▸ **Page excerpt**

• • • •

Monday, November 28, 2016

Thanksgiving

I was pretty proud of myself.  This Thanksgiving is the first since Amanda died that I did not cry.  I did tear up once, but I did not cry.  I cooked. We ate.  I kept a candle lit for her all day.  Michael went to Sara's parents' in Wilmington and they fixed a fully vegetarian Thanksgiving spread.  He said he envied our meat LOL but that everything turned out great!

For the first time in my life, I made cornbread stuffing from scratch (okay, minus the box mix I used for the actual cornbread).  It was excellent!!!  I usually skip the stuffing any time it's served, but I was really curious.  I had found the recipe on Pinterest and it sounded easy enough.  I added dried cranberries to it, lessened the amount of onion for Tim's sake, increased the celery.  It was so flipping good!  Since I'd used Jiffy brand cornbread mix, it had a sweetness to it that Dad didn't care for, but Tim said it was the best stuffing he'd ever had. Woot!  I know it was the best I'd ever had.  I sent over some of everything to Jack and Sheila.  Tim said Jack was excited because I'd made "pink stuff."  Tony even texted me the day before for the recipe for pink stuff.  That was Grandma Cox's thing she used to make so I've continued the tradition.

• • • •

▸ **Data section**
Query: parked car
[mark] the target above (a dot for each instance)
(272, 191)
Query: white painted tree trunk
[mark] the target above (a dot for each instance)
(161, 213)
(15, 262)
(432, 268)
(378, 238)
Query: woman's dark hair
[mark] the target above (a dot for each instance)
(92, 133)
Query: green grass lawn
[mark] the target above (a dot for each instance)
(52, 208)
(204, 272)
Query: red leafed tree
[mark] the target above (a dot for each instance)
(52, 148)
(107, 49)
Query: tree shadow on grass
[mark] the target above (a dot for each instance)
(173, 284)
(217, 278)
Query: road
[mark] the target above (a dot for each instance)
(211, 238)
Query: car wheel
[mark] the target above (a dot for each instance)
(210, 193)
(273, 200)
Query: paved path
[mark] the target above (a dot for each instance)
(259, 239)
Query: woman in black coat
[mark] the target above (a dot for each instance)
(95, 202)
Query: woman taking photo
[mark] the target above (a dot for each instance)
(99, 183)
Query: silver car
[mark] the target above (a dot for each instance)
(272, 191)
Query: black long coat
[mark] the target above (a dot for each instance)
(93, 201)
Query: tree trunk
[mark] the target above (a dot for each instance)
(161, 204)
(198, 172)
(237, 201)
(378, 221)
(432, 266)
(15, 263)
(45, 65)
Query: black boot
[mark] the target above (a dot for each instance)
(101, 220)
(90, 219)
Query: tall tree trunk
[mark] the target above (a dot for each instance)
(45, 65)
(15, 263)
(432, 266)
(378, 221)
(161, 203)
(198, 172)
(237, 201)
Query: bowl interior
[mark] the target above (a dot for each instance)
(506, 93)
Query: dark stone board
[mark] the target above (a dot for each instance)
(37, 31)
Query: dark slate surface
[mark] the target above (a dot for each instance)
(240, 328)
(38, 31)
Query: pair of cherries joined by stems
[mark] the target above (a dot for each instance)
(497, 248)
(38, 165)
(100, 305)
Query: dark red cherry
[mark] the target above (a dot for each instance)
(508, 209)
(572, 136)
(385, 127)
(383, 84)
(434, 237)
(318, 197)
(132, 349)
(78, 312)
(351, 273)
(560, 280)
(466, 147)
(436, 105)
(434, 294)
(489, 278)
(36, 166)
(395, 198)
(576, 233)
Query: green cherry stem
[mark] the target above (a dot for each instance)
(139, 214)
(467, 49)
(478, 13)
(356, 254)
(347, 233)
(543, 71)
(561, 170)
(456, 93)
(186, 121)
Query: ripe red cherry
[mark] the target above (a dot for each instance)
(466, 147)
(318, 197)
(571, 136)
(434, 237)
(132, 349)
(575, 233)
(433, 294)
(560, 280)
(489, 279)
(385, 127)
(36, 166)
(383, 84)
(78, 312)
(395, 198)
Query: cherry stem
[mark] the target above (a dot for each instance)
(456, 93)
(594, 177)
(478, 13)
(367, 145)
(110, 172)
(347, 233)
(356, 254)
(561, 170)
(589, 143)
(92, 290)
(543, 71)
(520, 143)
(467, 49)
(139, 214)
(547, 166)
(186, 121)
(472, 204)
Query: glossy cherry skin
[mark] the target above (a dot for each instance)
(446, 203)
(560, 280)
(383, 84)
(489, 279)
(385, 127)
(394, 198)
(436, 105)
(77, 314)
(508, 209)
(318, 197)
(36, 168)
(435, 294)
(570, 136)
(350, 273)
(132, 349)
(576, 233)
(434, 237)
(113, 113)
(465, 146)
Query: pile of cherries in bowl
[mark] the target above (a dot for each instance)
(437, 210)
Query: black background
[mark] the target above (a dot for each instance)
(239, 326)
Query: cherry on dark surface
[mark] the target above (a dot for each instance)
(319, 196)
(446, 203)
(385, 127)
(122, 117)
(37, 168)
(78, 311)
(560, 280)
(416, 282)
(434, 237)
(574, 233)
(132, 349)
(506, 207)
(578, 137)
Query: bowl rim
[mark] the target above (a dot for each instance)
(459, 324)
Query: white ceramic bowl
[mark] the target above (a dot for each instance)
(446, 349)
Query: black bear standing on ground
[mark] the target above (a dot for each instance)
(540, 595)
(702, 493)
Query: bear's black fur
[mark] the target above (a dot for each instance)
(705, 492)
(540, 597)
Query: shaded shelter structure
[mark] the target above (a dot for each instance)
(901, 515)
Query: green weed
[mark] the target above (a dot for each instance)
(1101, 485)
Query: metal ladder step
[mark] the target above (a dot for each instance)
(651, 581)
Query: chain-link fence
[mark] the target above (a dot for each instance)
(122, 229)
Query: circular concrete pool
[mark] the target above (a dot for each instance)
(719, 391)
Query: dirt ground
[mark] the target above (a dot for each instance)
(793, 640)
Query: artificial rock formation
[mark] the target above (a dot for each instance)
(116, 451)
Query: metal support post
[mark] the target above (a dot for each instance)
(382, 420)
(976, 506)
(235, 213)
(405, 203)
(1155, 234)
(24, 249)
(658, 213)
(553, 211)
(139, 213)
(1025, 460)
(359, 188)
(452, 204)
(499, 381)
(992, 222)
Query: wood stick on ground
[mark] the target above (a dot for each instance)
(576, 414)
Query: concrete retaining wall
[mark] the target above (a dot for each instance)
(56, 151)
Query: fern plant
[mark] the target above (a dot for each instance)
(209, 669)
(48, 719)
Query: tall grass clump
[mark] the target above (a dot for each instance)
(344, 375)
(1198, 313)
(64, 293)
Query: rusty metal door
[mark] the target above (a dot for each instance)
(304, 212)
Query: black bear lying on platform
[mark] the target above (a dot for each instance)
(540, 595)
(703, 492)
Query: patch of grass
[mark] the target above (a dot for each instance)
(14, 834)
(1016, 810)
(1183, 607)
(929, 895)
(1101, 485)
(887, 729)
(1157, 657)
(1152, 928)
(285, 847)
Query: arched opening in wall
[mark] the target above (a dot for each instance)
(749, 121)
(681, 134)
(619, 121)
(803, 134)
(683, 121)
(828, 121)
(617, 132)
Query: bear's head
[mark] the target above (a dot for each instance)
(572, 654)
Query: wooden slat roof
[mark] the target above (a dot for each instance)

• • • •

Answer these questions about the Thanksgiving post:
1. Where did Michael go for Thanksgiving?
2. What dried fruit went into the cornbread stuffing?
3. Who used to make the "pink stuff"?

▸ **Solution**
1. To Sara's parents' in Wilmington.
2. Dried cranberries.
3. Grandma Cox.